Stated exercise: Look below for the line with "target | tortilla chip", and from there restate every line word for word until the entries end.

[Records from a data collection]
====================

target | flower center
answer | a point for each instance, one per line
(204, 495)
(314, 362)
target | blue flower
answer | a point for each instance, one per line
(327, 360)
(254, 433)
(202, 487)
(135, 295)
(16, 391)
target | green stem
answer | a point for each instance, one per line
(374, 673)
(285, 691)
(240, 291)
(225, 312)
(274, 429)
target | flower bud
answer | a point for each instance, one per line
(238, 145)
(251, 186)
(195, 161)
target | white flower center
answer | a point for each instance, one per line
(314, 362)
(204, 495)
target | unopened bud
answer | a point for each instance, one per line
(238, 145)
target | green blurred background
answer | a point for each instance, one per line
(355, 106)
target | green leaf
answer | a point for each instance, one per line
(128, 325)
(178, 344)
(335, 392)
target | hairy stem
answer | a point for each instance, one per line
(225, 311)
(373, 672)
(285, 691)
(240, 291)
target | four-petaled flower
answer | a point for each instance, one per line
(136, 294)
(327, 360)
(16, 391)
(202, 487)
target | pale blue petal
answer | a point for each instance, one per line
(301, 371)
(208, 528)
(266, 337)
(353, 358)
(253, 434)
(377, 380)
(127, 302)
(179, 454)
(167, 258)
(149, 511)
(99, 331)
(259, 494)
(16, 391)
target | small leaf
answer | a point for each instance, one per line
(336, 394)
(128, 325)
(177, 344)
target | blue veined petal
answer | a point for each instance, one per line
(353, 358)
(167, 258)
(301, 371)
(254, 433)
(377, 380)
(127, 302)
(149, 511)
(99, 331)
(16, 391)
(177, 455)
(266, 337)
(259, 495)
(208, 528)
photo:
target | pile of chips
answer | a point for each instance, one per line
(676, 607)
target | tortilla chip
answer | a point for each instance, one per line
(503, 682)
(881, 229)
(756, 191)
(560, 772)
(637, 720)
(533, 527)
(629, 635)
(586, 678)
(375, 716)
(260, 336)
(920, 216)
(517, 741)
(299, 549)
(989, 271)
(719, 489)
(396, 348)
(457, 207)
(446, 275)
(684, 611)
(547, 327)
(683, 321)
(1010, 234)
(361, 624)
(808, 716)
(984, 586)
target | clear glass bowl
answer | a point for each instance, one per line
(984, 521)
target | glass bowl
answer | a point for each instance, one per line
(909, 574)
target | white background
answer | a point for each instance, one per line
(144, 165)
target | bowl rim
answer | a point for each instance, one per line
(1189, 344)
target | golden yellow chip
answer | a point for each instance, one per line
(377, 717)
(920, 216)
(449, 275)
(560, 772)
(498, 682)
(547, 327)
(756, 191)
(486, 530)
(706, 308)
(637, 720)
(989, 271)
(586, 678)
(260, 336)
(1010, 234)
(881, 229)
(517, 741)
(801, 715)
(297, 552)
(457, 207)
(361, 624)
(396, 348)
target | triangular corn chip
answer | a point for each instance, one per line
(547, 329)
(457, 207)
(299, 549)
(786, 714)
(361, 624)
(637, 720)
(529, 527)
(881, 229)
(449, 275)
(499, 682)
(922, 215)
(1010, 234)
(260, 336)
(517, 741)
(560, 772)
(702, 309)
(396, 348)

====================

Exercise output:
target | tortilla chip
answer | a point for each instance, one per line
(503, 682)
(881, 229)
(756, 191)
(560, 772)
(637, 720)
(533, 527)
(629, 635)
(586, 678)
(375, 716)
(260, 336)
(920, 216)
(517, 741)
(299, 549)
(989, 271)
(719, 489)
(396, 348)
(457, 207)
(446, 275)
(684, 611)
(547, 327)
(683, 321)
(1010, 234)
(361, 624)
(808, 716)
(984, 586)
target | clear glass bowl
answer | a point for each instance, one per line
(984, 521)
target | glass bowl
answer | a point for each instance, one per line
(909, 574)
target | white background
answer | a point for each instance, one per line
(144, 165)
target | bowl rim
answer | a point for each instance, one per line
(1189, 344)
target | golden yellow chip
answer | a point for each instance, one per line
(377, 717)
(920, 216)
(449, 275)
(560, 772)
(498, 682)
(547, 327)
(756, 191)
(486, 530)
(706, 308)
(637, 720)
(989, 271)
(586, 678)
(260, 336)
(1010, 234)
(881, 229)
(517, 741)
(801, 715)
(297, 552)
(457, 207)
(361, 624)
(396, 348)
target | triangular corn chip
answer | a point for each instance, one per line
(547, 329)
(457, 207)
(299, 549)
(786, 714)
(361, 624)
(637, 720)
(529, 527)
(881, 229)
(449, 275)
(499, 682)
(922, 215)
(1010, 234)
(260, 336)
(517, 741)
(560, 772)
(702, 309)
(396, 348)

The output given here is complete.